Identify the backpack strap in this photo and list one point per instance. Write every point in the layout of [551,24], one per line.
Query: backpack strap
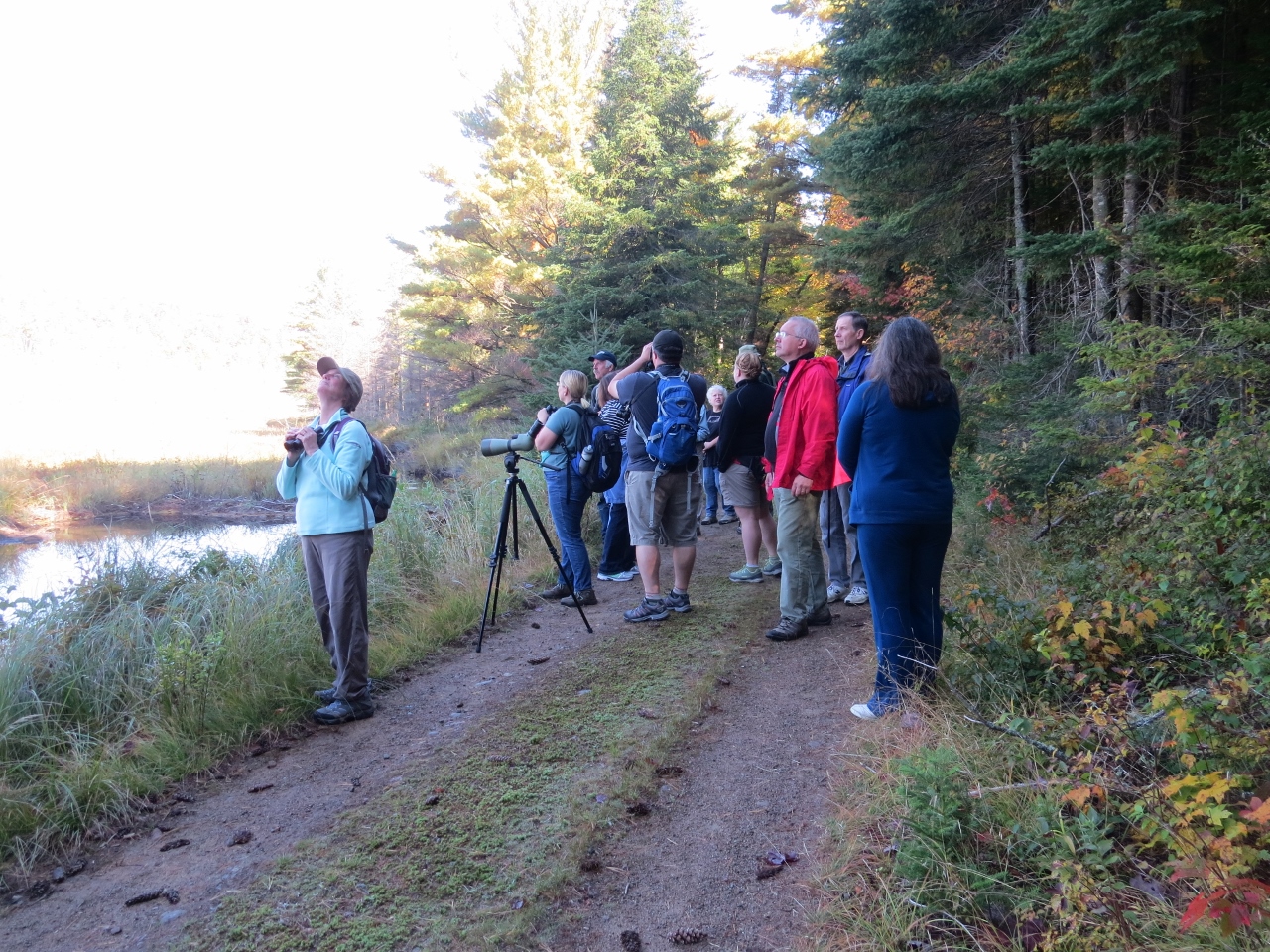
[365,479]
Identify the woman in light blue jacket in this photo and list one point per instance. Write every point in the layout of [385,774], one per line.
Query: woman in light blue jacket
[324,472]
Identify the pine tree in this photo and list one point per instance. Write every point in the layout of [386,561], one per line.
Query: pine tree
[484,270]
[651,236]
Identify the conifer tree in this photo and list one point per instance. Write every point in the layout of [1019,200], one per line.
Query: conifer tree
[651,236]
[484,270]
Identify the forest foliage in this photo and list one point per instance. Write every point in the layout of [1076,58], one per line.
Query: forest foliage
[1076,195]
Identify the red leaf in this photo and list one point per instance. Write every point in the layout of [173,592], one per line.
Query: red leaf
[1194,911]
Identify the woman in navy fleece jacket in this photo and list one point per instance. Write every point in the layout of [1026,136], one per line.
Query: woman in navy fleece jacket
[894,440]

□ □ □ □

Would you set down the entries exactly as given, minus their pictures?

Identify the backpack strap in this photo and list one point per instance. Write every point in the layout of [551,24], one per line.
Query: backpack strap
[365,479]
Identify the woman in light blue jacket in this photo and list one point per instance. Write every point in the layout of [385,774], one per line.
Query: woman in light blue jacket
[324,472]
Identify the pine tree in this photo and list one point per instance. Write every point in the layout of [386,561], one per line.
Query: pine tree
[484,270]
[651,236]
Identify the conifer tree in this photo and list one point per instance. Write every point in the layout of [1019,200], one per line.
Query: conifer tree
[651,236]
[484,270]
Identify the forest foliage in this photo and list one point per instance. Write every point in the layout of [1076,58], one per line.
Query: forest foliage
[1076,195]
Identify the red leaf in this photo and list one point per instance. Write every point in the layout of [173,592], one per line.
Query: red leaf
[1194,911]
Identify the woman in navy fleece jacket in this photo and list one point per instance. Write every point in the layout of [1026,136], one per line.
Query: woman in navy fleece jacket
[894,440]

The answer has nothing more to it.